PROVIDED MATERIAL:
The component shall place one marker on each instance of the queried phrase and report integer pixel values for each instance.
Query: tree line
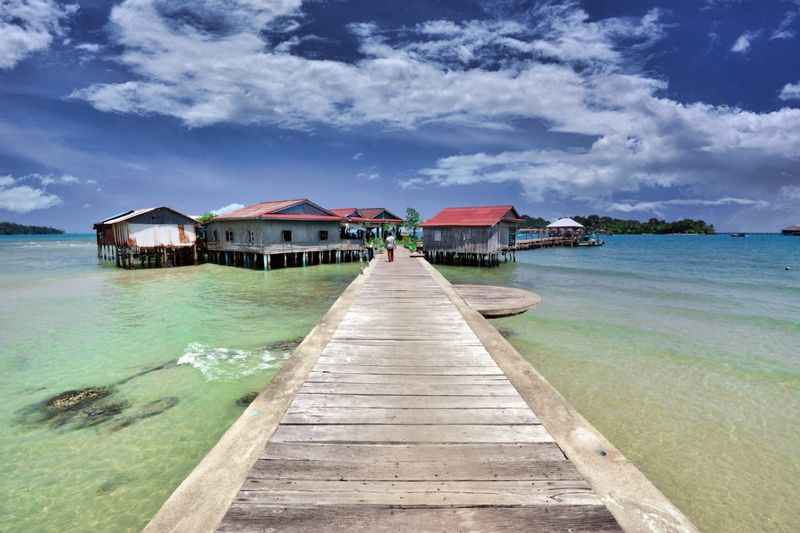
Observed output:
(10, 228)
(597, 223)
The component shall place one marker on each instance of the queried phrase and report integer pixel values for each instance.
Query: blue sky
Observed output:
(627, 108)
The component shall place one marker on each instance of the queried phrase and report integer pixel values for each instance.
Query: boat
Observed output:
(792, 230)
(590, 241)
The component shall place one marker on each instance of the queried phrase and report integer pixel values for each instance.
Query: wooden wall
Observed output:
(269, 233)
(468, 239)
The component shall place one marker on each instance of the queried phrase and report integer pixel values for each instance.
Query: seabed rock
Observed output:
(75, 399)
(246, 399)
(284, 346)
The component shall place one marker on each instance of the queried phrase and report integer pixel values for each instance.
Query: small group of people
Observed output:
(390, 247)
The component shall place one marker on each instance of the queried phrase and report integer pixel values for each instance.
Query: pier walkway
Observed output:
(404, 410)
(406, 423)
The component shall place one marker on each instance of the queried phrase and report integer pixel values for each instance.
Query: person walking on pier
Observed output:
(390, 247)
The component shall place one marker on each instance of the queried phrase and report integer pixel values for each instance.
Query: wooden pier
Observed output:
(405, 411)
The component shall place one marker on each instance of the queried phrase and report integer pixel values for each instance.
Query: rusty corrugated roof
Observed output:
(272, 210)
(487, 215)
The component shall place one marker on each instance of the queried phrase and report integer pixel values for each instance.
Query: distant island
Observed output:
(10, 228)
(596, 223)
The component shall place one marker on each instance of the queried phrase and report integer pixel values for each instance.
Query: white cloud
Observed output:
(744, 42)
(659, 205)
(91, 48)
(28, 26)
(556, 67)
(790, 91)
(50, 179)
(23, 198)
(784, 29)
(790, 192)
(227, 209)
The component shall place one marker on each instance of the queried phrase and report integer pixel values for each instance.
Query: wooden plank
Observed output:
(411, 433)
(254, 518)
(342, 369)
(404, 453)
(409, 389)
(360, 415)
(406, 402)
(418, 471)
(409, 360)
(416, 493)
(394, 379)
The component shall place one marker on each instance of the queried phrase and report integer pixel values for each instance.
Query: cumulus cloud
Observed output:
(28, 26)
(784, 29)
(555, 66)
(744, 42)
(790, 91)
(24, 198)
(659, 206)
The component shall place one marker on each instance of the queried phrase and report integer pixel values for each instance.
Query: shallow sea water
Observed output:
(176, 347)
(685, 352)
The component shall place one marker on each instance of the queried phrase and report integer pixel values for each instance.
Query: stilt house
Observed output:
(363, 223)
(279, 234)
(472, 235)
(153, 237)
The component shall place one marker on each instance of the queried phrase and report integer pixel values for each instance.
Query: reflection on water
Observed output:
(170, 354)
(683, 351)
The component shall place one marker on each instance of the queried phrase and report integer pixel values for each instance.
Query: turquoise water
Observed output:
(174, 349)
(685, 352)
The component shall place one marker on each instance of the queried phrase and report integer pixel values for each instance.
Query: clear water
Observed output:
(685, 352)
(178, 347)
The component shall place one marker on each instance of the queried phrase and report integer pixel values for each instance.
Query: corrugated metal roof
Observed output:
(366, 214)
(487, 215)
(565, 223)
(344, 211)
(127, 215)
(135, 213)
(273, 210)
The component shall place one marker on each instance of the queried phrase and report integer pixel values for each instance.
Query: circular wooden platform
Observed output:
(497, 302)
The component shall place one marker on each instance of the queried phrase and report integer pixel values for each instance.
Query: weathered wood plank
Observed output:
(255, 518)
(416, 493)
(360, 415)
(411, 433)
(409, 389)
(406, 402)
(412, 453)
(409, 371)
(418, 471)
(318, 376)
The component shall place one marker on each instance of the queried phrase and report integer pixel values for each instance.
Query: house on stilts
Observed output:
(477, 236)
(145, 238)
(278, 234)
(365, 223)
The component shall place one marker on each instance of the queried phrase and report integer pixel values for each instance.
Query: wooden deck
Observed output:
(406, 423)
(496, 302)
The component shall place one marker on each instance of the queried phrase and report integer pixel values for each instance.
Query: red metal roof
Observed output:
(487, 215)
(272, 210)
(344, 211)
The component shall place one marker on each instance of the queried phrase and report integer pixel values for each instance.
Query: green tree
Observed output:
(205, 218)
(412, 221)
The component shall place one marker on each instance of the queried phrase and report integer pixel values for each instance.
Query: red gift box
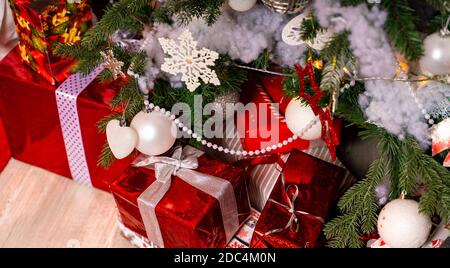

EXERCISE PROMPT: Please count the lines of the records above that contain the string "corrugated", with case counting, and give only that number.

CORRECT RESULT: 2